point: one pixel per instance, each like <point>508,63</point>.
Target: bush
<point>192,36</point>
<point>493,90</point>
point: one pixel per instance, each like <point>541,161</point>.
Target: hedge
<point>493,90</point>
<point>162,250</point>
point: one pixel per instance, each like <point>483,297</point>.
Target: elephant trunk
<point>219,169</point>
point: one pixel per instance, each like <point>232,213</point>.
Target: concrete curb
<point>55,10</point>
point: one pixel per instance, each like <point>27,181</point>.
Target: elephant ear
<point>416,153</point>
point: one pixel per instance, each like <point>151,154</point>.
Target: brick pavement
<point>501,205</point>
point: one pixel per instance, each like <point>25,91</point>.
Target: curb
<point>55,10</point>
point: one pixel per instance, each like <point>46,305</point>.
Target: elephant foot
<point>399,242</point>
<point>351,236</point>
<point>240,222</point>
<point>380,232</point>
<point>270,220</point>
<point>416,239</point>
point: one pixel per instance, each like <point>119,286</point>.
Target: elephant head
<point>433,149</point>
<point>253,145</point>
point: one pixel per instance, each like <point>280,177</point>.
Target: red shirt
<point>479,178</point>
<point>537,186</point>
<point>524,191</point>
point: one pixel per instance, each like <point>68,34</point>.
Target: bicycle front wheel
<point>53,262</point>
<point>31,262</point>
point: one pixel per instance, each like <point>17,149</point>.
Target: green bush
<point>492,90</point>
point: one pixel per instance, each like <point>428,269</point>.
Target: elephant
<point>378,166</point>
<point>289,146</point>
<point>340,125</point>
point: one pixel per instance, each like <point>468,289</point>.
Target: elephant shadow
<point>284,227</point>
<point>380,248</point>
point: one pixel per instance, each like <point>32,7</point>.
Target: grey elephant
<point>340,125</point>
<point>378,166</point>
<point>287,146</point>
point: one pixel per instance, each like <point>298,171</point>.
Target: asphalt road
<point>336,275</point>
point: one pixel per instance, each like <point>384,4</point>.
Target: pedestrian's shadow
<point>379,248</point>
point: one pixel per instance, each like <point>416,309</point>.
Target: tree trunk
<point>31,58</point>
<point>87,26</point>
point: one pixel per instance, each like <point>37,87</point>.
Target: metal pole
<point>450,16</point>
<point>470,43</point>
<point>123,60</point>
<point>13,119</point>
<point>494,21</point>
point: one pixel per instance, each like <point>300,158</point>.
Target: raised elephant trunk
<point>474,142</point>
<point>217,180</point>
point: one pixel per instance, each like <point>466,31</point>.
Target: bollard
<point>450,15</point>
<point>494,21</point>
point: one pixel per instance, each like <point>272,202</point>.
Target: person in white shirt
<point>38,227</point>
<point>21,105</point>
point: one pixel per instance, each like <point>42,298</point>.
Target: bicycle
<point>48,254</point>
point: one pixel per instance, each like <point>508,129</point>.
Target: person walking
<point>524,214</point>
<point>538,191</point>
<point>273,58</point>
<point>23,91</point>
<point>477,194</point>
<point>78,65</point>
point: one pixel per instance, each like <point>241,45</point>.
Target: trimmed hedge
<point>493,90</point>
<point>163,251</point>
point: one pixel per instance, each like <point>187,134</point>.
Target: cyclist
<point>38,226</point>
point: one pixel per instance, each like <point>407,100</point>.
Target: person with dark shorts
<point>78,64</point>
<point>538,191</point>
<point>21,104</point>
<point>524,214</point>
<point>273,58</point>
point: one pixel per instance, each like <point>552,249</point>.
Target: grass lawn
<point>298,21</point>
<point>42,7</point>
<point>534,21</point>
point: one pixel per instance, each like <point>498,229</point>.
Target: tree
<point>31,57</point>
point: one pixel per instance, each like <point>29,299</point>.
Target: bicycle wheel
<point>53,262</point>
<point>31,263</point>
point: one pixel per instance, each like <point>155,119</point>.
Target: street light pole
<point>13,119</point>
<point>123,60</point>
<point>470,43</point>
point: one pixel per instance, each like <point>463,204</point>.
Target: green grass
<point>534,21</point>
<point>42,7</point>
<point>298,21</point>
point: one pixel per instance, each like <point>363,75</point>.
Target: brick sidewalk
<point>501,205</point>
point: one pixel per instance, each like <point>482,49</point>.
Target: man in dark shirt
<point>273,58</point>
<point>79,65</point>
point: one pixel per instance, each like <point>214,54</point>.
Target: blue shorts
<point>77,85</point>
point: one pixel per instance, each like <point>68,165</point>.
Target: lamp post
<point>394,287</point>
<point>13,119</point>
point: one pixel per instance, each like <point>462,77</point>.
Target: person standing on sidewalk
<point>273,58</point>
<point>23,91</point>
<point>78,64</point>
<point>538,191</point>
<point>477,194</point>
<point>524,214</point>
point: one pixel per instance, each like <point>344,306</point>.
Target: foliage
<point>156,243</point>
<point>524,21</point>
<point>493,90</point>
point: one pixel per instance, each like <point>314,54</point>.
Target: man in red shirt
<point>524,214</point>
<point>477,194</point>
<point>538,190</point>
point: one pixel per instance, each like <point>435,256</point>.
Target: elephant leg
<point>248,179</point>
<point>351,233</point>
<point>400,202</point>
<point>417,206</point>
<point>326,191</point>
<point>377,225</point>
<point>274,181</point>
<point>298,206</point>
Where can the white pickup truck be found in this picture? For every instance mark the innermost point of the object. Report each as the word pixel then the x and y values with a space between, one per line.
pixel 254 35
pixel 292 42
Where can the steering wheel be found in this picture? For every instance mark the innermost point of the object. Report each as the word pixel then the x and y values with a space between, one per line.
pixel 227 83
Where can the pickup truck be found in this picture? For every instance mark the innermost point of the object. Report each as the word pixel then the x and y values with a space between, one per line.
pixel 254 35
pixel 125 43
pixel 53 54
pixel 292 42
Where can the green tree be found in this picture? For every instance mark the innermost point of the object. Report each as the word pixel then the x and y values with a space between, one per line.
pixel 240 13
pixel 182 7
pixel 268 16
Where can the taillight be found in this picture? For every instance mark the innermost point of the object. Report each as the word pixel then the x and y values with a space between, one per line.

==*==

== Work order ==
Can you repeat, word for word, every line above from the one containing "point: one pixel per instance, each like <point>151,154</point>." down to the one containing "point: one pixel per instance, each like <point>32,7</point>.", including both?

== Task result ==
point: one pixel per instance, each like <point>151,154</point>.
Target: brick pavement
<point>501,205</point>
point: one pixel per instance, each like <point>25,91</point>.
Target: curb
<point>55,10</point>
point: one pixel per instance, each like <point>46,305</point>.
Target: elephant foot
<point>399,242</point>
<point>351,236</point>
<point>240,222</point>
<point>380,232</point>
<point>270,220</point>
<point>416,239</point>
point: one pixel per instance, each like <point>119,286</point>.
Target: elephant head
<point>433,149</point>
<point>253,145</point>
point: one pixel per instance, each like <point>280,177</point>.
Target: red shirt
<point>479,178</point>
<point>537,186</point>
<point>524,191</point>
point: one pixel per instance, each like <point>68,34</point>.
Target: bicycle front wheel
<point>53,262</point>
<point>31,262</point>
point: one pixel per instance, each like <point>17,149</point>.
Target: green bush
<point>492,90</point>
point: one pixel per instance, each like <point>428,269</point>.
Target: elephant
<point>378,166</point>
<point>289,146</point>
<point>340,125</point>
point: one pixel per instance, each like <point>468,289</point>.
Target: elephant shadow
<point>284,227</point>
<point>380,248</point>
point: one pixel per instance, each like <point>32,7</point>.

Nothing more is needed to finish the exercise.